Task objective
Count the lines in the items below that contain the string "short", treating uppercase and lowercase as different, and reply with only that number.

Exercise inputs
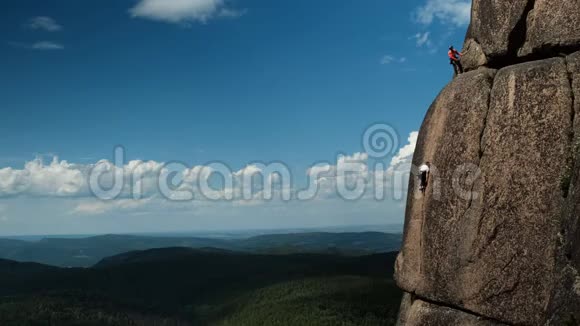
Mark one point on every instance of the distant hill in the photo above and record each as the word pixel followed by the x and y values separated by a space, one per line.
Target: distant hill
pixel 85 252
pixel 185 286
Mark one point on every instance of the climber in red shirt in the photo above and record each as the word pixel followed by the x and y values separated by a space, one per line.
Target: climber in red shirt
pixel 455 60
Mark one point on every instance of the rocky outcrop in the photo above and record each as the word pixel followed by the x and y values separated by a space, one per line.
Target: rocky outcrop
pixel 506 31
pixel 496 238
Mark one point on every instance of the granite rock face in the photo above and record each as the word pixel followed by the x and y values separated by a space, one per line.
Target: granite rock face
pixel 505 30
pixel 496 238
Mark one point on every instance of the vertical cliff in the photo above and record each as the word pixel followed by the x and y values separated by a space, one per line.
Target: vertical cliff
pixel 495 240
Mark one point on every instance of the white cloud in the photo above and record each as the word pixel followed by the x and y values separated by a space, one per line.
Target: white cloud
pixel 46 46
pixel 183 11
pixel 405 155
pixel 388 59
pixel 422 39
pixel 140 192
pixel 453 12
pixel 44 23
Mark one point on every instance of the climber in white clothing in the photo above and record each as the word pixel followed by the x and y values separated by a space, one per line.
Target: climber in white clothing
pixel 424 171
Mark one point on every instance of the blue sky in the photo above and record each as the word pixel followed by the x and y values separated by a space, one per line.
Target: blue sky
pixel 198 81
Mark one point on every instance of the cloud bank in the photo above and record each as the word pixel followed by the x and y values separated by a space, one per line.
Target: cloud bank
pixel 453 12
pixel 183 11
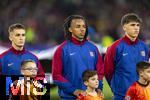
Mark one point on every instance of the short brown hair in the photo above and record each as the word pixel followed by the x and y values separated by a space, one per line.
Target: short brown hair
pixel 15 26
pixel 140 66
pixel 87 74
pixel 130 17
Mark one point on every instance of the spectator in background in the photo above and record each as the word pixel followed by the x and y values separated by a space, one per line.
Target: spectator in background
pixel 121 57
pixel 90 79
pixel 73 57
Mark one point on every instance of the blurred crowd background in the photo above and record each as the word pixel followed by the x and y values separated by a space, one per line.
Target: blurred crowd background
pixel 44 19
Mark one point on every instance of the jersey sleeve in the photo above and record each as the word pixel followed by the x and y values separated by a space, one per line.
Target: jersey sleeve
pixel 57 74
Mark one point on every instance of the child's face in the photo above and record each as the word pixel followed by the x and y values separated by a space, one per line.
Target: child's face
pixel 30 69
pixel 146 74
pixel 92 82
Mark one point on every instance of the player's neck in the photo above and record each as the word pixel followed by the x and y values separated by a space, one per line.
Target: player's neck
pixel 143 82
pixel 17 48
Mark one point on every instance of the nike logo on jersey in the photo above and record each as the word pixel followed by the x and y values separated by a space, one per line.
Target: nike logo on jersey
pixel 142 53
pixel 124 54
pixel 10 64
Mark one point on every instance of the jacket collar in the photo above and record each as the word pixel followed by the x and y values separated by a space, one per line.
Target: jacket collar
pixel 128 41
pixel 17 51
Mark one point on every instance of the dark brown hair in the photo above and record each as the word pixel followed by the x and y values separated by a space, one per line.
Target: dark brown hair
pixel 87 74
pixel 140 66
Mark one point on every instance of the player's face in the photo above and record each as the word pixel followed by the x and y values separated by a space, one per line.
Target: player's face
pixel 146 74
pixel 132 29
pixel 17 37
pixel 93 82
pixel 78 29
pixel 30 69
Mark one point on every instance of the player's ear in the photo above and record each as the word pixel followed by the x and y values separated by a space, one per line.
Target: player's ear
pixel 70 30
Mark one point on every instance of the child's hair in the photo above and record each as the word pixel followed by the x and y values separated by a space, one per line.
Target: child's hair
pixel 16 26
pixel 23 63
pixel 140 66
pixel 130 17
pixel 87 74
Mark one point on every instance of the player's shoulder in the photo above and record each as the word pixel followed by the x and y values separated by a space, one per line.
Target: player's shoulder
pixel 6 52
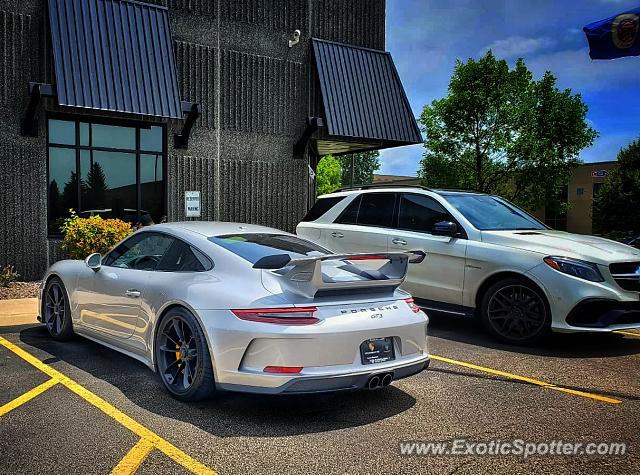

Answer
2